* Objetivo del ejercicio
Continúa el artículo sobre la película ‘Caníbal’ de Manuel Martín Cuenca a partir de su última oración.
===== Texto extraído
El cineasta Manuel Martín Cuenca retrata en ‘Caníbal’ las obsesiones de un antropófago

Gregorio Belinchón
El director Manuel Martín Cuenca en San Sebastián.
El director Manuel Martín Cuenca en San Sebastián. JAVIER HERNÁNDEZ

El fileteo de placer para Manuel Martín Cuenca ya venía desde Toronto. Caníbal fue muy bien recibida en el certamen canadiense, y la historia de un sastre granadino que como un depredador busca víctimas femeninas que le resulten atractivas para, tras matarlas, despiezarlas, filetearlas y comérselas con la misma fría meticulosidad con las que corta los trajes no ha dejado a nadie indiferente a nadie en su paso por el Zinemaldia.
==========
===== Material proporcionado
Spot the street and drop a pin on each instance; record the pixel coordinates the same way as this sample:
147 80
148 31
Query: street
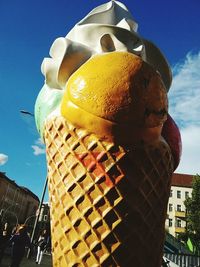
==========
* Resultado del ejercicio
Basada en la novela cubana homónima de Humberto Arenal, de la que solo ha quedado el origen según los guionistas –Martín Cuenca y Alejandro Hernández-, Caníbal habla desde el terror más frío y psicológico de la España de provincias. Si no fuera por algún móvil, una tele de plasma o el coche del protagonista, podría llegar a datarse en los años cincuenta del siglo pasado: “En este país hay cosas que no han cambiado. La vida de un individuo está hecha de capas y se nota más en las ciudades de provincias: heredas la casa de tus padres y a lo mejor nunca has cambiado del teléfono, de muebles. Esos objetos forman parte de un paisaje sentimental que no cambia”. De ahí el rodaje en Granada, una ciudad con un centro histórico poco alterado que tiene muy cerca las altas cumbres de Sierra Nevada, donde Carlos, el sastre, posee una cabaña donde descuartiza a las mujeres, en una filmación que se dividió en dos partes: la actriz rumana Olimpia Melinte interpreta a dos hermanas y durante dos semanas pararon para engordara diez quilos y cambiara físicamente, no solo en el tinte del pelo, de un personaje a otro. “Creo que hay mucho de Mur Oti, Saura y Buñuel en la película, de la España negra que ellos mostraron. Y de otros: La tía Tula, Calle Mayor, El extraño viaje… Me gustaría beber de esos maestros y también aportar algo más”. Y Martín Cuenca se define de provincias –“allí he nacido [en Almería], he crecido, así que los personajes son inconscientemente familiares”-. También de esa españolidad surgen las referencias cristianas: “El sacrificio, la sangre, la muerte, la transcendencia, la otra vida, eso lo tenemos metido dentro quienes hemos tenido educación cristiana. La religión no contesta a todo: ¿por qué Lucifer traicionó a Dios? Pues la película igual: ¿por qué Carlos empezó a hacer el mal? Tampoco nosotros respondemos”.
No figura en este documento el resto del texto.